PROBLEM TO SOLVE:
Please edit the records from their start through the line that contains "[[892, 307], [1156, 624], [858, 532], [810, 705]]", replacing "deep red rose" with "crimson rose" and leaving everything else unchanged. Omit the pictures from your answer.

MATERIAL SUPPLIED:
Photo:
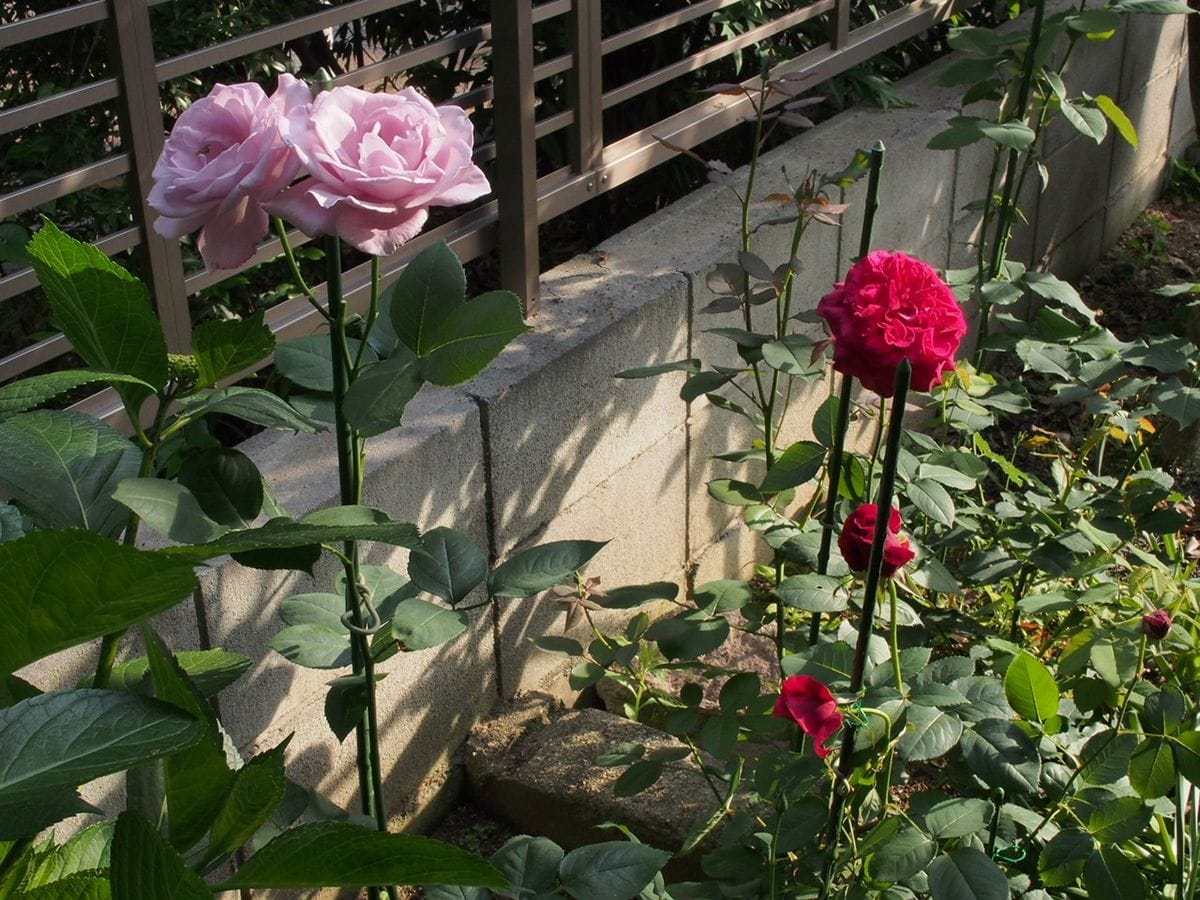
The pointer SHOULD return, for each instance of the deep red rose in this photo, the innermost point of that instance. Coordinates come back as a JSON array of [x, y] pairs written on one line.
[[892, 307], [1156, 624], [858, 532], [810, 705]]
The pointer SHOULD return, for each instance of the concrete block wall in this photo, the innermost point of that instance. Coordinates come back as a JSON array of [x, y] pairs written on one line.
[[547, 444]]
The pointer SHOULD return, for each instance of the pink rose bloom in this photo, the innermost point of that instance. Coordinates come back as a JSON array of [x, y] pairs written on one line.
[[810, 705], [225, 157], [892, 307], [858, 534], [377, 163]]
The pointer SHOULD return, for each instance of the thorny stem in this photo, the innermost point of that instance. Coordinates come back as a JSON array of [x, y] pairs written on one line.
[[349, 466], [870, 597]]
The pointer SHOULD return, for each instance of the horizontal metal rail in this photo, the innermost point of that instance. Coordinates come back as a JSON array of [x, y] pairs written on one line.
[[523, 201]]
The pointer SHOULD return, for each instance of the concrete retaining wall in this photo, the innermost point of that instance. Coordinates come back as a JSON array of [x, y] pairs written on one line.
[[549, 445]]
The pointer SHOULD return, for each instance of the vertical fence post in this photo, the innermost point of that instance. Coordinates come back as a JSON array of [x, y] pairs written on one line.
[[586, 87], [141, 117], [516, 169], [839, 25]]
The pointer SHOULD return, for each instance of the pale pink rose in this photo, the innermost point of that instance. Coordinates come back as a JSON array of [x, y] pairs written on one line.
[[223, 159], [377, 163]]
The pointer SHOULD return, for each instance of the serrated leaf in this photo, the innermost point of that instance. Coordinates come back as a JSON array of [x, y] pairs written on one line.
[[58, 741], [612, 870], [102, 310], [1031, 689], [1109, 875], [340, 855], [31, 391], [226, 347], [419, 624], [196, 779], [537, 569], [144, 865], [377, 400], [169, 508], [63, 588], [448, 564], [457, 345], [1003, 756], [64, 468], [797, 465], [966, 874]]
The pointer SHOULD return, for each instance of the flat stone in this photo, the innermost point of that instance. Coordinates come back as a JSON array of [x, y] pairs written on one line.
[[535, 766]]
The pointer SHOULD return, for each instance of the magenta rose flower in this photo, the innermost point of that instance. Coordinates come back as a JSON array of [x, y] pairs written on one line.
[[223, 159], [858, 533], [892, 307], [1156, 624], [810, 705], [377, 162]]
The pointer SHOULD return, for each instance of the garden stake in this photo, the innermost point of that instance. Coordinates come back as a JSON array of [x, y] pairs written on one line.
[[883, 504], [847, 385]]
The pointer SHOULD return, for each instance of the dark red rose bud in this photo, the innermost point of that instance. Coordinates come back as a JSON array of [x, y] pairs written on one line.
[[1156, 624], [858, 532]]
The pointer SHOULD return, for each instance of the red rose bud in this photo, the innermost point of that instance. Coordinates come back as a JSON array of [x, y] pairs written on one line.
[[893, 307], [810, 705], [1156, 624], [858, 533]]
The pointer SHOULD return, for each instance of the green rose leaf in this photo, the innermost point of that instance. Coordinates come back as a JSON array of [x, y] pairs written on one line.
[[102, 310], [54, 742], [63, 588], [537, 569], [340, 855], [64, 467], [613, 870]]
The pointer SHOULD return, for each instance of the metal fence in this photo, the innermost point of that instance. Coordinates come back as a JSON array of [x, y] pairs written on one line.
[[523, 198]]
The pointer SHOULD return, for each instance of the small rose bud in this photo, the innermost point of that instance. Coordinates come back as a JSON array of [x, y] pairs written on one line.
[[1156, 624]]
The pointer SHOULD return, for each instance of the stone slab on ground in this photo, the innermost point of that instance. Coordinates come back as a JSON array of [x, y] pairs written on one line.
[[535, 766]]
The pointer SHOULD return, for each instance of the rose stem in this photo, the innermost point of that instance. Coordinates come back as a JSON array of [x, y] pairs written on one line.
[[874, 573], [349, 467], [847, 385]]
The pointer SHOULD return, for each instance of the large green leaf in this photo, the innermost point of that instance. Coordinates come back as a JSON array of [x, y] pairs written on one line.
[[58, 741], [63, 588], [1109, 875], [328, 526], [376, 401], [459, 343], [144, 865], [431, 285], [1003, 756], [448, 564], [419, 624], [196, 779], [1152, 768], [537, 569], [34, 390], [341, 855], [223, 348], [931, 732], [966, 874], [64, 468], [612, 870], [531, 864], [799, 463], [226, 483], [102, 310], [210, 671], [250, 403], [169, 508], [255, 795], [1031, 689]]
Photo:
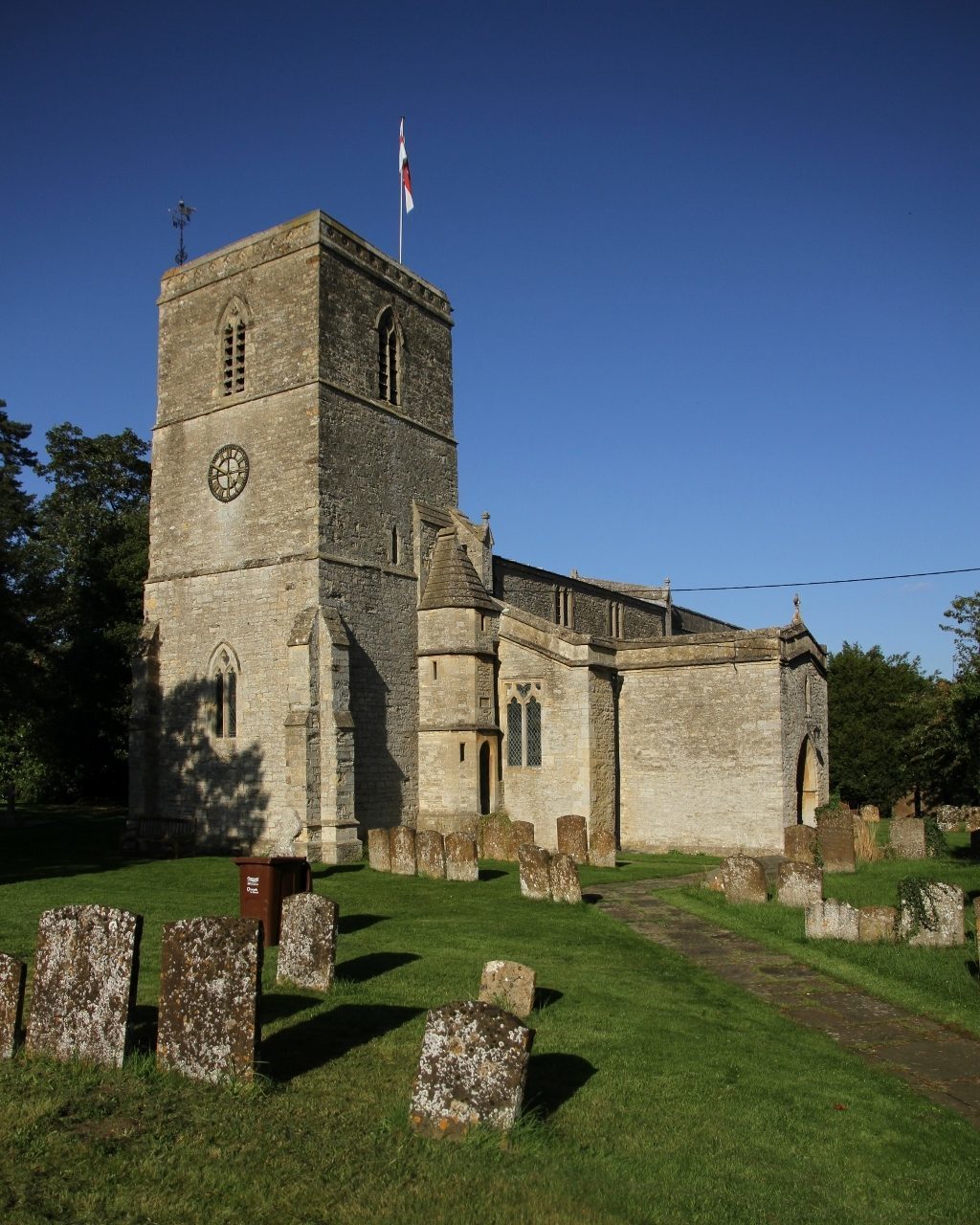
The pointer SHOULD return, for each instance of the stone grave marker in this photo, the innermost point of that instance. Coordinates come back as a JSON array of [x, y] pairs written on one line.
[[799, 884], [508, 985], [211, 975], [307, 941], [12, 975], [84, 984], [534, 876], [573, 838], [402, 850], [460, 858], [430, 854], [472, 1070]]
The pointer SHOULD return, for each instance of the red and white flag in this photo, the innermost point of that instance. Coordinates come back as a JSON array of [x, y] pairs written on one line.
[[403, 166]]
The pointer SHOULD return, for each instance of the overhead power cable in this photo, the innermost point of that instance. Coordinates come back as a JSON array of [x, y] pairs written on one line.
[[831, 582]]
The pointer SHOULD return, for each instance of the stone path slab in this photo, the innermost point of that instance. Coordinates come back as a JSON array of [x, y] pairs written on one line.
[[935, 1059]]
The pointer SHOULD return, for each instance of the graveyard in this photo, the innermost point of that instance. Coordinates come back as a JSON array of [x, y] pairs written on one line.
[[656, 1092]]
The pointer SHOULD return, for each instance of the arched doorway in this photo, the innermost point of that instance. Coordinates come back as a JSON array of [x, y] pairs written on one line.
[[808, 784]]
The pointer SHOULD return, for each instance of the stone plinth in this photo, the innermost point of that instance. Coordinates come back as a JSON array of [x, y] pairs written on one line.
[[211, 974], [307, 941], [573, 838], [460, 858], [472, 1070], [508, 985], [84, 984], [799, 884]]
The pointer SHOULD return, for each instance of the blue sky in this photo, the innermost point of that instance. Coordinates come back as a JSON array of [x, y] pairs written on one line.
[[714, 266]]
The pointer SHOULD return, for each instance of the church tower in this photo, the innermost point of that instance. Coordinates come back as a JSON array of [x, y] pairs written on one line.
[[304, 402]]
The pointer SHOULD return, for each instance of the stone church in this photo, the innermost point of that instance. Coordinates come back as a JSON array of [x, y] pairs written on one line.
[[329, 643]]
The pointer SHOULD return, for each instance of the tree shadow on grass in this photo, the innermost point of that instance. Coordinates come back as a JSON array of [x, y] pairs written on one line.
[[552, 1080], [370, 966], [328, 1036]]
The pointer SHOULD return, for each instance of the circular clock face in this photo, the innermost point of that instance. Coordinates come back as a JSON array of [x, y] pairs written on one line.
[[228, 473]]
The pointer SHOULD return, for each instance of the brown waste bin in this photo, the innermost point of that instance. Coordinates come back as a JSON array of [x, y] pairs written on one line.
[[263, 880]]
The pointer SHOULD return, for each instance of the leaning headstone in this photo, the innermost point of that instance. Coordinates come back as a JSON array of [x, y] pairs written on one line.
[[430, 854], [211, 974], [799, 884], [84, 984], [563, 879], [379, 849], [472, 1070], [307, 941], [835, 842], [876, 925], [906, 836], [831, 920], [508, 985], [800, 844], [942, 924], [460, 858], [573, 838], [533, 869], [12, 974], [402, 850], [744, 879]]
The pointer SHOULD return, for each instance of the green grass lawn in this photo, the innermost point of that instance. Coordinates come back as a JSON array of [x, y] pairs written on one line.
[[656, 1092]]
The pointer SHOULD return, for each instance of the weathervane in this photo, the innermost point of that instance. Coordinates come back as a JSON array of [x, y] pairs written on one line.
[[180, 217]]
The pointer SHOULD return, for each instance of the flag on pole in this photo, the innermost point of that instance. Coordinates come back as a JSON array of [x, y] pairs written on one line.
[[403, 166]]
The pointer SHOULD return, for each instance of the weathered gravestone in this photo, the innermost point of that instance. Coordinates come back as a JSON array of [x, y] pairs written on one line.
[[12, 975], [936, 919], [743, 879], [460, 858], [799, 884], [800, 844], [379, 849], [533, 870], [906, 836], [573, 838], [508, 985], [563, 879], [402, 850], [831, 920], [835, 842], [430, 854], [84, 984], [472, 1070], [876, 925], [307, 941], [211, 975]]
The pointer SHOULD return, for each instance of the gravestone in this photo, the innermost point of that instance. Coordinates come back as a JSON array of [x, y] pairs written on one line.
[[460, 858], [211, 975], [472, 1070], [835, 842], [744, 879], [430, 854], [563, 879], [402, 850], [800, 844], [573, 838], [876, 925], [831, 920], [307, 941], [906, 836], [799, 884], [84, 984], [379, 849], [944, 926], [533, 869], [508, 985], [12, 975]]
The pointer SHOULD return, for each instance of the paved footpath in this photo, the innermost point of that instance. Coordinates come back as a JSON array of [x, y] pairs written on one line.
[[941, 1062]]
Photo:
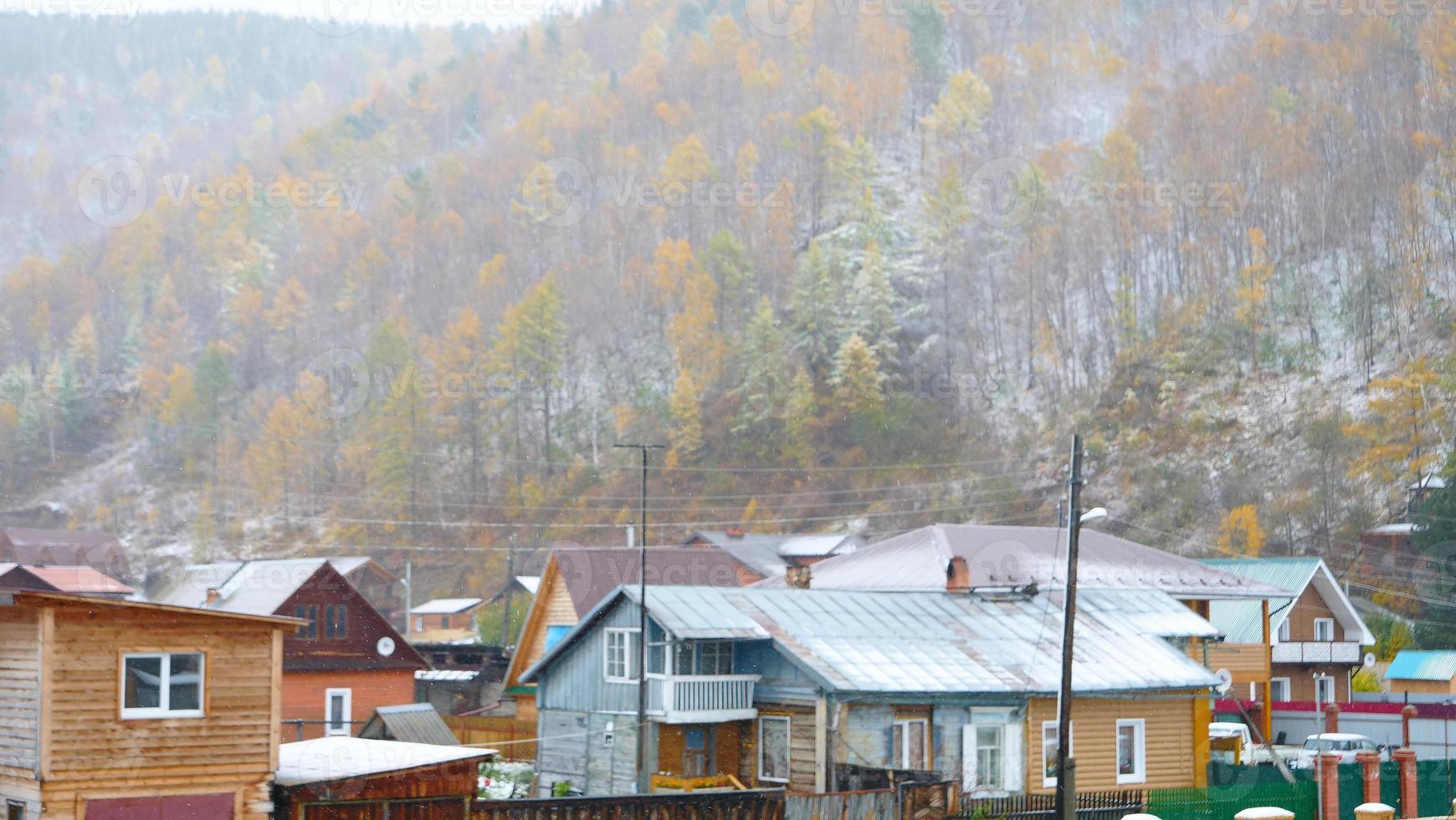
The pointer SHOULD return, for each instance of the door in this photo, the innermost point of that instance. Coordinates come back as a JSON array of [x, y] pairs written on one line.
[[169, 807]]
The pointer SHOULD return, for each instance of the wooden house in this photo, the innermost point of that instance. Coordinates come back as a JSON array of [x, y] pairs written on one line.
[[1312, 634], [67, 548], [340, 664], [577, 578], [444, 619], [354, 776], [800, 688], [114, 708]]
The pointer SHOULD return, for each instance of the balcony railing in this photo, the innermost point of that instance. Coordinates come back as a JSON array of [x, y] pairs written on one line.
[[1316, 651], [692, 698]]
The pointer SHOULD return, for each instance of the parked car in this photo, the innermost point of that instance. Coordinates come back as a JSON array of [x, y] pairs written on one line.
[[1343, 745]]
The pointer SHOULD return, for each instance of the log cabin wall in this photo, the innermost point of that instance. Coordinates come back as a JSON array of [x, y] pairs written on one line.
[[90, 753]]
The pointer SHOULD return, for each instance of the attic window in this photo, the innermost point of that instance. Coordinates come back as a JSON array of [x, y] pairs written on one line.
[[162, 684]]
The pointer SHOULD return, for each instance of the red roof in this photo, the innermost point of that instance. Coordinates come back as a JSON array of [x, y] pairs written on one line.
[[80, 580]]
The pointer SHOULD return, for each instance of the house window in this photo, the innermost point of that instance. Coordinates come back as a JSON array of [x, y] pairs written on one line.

COMPLETE ANSWER:
Photo:
The pointer SHOULD return, for each instance of the crimson rose in this photo, the innermost point of that instance. Coordinates come back as a JSON array of [x, y] pairs written on one line.
[[892, 307], [1156, 624], [858, 532], [810, 705]]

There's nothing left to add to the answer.